[PROBLEM REQUIREMENTS] Please swap "locomotive" for "engine" throughout the stretch from the start of the entries through the line containing "pixel 1334 639", and write out only that stretch again with everything else unchanged.

[PROVIDED RECORDS]
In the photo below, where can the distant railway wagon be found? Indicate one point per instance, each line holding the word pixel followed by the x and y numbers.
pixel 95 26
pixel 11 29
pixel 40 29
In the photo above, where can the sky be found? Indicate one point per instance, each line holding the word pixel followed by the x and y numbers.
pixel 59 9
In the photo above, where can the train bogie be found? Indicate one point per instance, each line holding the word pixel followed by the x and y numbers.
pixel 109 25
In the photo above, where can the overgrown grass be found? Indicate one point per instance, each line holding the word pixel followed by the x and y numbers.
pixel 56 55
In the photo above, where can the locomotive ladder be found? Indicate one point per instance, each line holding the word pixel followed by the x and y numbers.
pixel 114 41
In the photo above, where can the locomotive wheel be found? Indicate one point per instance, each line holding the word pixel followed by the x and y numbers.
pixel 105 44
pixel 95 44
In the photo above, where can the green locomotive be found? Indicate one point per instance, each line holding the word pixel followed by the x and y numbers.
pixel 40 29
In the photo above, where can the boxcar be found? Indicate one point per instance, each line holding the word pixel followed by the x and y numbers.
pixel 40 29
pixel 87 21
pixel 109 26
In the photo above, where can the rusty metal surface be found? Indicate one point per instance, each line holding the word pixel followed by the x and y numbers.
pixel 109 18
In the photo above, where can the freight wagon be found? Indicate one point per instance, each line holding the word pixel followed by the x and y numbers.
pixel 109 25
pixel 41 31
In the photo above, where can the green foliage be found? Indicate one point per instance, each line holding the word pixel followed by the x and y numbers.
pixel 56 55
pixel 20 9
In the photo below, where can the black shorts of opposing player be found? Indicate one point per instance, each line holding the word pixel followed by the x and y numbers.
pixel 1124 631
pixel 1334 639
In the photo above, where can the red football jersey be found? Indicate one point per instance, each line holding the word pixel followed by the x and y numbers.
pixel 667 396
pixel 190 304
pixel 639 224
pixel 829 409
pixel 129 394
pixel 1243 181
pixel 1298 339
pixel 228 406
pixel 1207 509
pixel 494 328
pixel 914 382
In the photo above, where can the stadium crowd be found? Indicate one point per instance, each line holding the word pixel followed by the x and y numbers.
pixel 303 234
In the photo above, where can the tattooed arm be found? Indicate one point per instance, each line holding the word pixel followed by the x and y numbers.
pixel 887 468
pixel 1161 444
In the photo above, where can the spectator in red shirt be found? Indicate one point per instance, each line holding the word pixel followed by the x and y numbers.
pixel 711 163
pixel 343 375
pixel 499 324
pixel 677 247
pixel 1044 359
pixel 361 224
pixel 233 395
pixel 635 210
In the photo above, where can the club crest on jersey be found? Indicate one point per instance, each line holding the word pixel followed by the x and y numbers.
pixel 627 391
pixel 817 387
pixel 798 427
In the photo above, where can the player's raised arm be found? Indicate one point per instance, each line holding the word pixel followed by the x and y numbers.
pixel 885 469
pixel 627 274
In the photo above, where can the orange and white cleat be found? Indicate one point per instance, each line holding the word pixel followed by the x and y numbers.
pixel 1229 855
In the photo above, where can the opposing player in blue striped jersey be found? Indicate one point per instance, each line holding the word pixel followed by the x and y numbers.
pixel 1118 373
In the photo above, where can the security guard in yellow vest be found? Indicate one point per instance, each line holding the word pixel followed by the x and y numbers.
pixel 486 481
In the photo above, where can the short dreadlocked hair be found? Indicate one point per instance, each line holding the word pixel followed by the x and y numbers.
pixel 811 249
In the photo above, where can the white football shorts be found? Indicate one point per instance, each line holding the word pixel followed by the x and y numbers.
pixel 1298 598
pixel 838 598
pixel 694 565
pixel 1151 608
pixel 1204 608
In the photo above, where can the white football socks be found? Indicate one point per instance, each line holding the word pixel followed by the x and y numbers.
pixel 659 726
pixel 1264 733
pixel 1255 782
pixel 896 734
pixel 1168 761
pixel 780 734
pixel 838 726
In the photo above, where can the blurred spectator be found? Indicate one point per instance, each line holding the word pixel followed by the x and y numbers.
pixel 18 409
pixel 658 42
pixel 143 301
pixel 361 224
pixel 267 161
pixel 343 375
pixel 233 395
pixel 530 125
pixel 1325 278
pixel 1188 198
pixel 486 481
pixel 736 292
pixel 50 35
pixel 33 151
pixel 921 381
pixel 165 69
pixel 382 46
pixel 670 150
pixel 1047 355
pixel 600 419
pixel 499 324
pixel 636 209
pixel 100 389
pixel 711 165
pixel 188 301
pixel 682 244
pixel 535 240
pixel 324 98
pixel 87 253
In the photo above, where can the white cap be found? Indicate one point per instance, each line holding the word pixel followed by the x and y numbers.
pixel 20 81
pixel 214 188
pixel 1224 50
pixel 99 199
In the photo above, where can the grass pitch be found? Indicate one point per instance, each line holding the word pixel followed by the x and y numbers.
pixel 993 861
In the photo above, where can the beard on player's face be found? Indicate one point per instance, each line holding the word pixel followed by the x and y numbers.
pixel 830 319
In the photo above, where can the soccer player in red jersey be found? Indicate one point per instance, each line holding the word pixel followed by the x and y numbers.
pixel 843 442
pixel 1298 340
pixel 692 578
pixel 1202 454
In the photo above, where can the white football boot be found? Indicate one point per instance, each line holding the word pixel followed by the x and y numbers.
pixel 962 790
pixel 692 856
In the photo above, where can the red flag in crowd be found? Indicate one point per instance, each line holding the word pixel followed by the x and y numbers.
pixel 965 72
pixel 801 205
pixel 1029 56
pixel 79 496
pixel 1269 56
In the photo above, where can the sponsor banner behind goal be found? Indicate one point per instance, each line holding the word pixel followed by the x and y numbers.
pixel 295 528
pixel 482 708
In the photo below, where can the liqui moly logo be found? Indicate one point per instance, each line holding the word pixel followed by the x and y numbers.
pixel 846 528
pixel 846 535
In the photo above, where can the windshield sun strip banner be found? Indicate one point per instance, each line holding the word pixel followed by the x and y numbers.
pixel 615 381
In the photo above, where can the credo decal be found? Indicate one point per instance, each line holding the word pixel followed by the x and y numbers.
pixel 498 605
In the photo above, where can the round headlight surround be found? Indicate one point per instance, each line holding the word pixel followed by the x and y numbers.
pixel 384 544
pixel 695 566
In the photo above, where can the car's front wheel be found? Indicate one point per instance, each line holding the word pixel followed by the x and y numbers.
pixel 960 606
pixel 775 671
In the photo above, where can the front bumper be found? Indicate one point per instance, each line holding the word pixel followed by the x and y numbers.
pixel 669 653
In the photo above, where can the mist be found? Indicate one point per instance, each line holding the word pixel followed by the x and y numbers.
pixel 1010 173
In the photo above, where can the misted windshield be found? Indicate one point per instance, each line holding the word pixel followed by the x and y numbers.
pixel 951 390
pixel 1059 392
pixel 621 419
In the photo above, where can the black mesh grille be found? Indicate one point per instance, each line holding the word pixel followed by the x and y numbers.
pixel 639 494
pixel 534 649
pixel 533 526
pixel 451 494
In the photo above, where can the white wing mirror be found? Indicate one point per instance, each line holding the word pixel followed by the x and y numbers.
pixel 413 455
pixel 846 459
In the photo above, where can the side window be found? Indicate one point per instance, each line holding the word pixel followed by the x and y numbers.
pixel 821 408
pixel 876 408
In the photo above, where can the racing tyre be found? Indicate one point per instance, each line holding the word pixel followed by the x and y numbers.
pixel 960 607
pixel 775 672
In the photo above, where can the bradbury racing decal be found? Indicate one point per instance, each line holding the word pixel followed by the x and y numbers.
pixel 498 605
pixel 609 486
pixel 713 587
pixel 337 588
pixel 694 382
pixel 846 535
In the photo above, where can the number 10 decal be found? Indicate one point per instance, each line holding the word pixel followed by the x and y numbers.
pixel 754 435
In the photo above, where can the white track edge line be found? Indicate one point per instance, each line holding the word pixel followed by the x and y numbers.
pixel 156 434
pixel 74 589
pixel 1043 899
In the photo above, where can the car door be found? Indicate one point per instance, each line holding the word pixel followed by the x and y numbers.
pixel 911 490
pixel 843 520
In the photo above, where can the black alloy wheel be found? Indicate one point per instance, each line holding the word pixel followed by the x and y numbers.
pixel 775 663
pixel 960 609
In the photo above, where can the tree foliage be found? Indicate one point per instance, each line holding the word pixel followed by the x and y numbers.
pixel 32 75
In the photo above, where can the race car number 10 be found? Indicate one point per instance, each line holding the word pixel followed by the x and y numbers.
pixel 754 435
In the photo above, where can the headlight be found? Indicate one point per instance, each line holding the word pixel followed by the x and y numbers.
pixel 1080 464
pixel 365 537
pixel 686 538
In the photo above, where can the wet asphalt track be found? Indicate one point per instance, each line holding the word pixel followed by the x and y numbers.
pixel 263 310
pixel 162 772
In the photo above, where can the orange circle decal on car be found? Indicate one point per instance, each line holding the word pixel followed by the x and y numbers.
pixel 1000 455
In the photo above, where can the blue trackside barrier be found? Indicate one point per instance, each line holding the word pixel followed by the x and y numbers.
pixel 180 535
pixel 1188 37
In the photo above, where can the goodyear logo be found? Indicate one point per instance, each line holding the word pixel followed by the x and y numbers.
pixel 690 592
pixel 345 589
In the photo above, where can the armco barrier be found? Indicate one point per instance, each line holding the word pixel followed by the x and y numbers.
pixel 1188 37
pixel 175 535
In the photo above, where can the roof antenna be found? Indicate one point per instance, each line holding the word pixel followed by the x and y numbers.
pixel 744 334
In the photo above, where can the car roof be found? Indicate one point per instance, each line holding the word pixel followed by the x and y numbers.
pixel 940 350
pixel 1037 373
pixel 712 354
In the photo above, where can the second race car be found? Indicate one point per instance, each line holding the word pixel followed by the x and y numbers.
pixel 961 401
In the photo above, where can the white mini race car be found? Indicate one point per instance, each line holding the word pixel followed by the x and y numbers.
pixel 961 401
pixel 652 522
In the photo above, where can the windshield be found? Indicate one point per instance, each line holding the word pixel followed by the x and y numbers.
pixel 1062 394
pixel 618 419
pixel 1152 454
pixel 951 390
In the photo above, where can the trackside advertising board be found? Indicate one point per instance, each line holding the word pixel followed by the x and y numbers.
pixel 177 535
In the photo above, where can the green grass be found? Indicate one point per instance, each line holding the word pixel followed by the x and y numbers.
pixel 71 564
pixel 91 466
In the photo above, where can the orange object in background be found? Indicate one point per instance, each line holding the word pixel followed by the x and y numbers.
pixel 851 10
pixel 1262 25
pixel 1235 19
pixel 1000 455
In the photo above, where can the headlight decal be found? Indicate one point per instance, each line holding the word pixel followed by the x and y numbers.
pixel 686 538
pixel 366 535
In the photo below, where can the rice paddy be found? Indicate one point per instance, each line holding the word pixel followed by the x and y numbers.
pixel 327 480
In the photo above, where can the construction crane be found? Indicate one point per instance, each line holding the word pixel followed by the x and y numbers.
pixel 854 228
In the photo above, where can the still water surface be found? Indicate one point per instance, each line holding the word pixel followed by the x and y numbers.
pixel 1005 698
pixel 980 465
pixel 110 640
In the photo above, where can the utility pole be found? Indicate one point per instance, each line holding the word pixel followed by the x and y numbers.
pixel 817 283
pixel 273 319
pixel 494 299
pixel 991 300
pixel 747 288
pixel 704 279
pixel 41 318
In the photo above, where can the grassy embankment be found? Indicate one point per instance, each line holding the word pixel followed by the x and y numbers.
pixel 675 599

[ANSWER FOR THIS EXERCISE]
In the photo below, where can the distant railway wagon be found? Indicate one point per instance, each line holding the word pixel followed by the x and y numbers.
pixel 95 26
pixel 11 29
pixel 40 29
In the photo above, where can the sky be found? Indicate one point per instance, each line holding the word pixel followed by the x and y numbers.
pixel 59 9
In the photo above, where can the train bogie be found? Indicate one point per instance, each line holding the word pixel followed by the x and y numbers.
pixel 109 25
In the photo above, where can the overgrown grass be found? Indicate one point per instance, each line holding the word pixel followed by the x and y numbers.
pixel 56 55
In the photo above, where can the engine ladder be found? Indicate one point per instance, each line holding the word pixel followed by the x and y numbers.
pixel 114 41
In the photo above, where can the engine wheel be found? Indicate one point per instance, each line holding the word pixel followed by the x and y numbers.
pixel 105 44
pixel 95 44
In the photo above, where can the green engine be found? Indicate one point per instance, each line holding the word pixel followed by the x and y numbers.
pixel 40 29
In the photo above, where can the boxcar be found? Indicate one point per instance, each line holding the word pixel followed by the x and y numbers.
pixel 40 29
pixel 87 21
pixel 109 26
In the photo above, where can the rusty metal surface be found? Indicate one point per instance, each line holding the word pixel followed by the x and y numbers.
pixel 109 18
In the photo above, where can the freight wagon be found? Indicate one point per instance, each line holding the word pixel followed by the x and y numbers.
pixel 109 25
pixel 41 31
In the photo above, where can the green foliage be found? Indicate one point per instance, each line holding the word pixel followed by the x and y numbers.
pixel 56 55
pixel 20 9
In the photo below, where can the black shorts of opposing player be found? Indicate one point per instance, each line holding the word pixel followed by the x and y numbers.
pixel 1124 631
pixel 1334 639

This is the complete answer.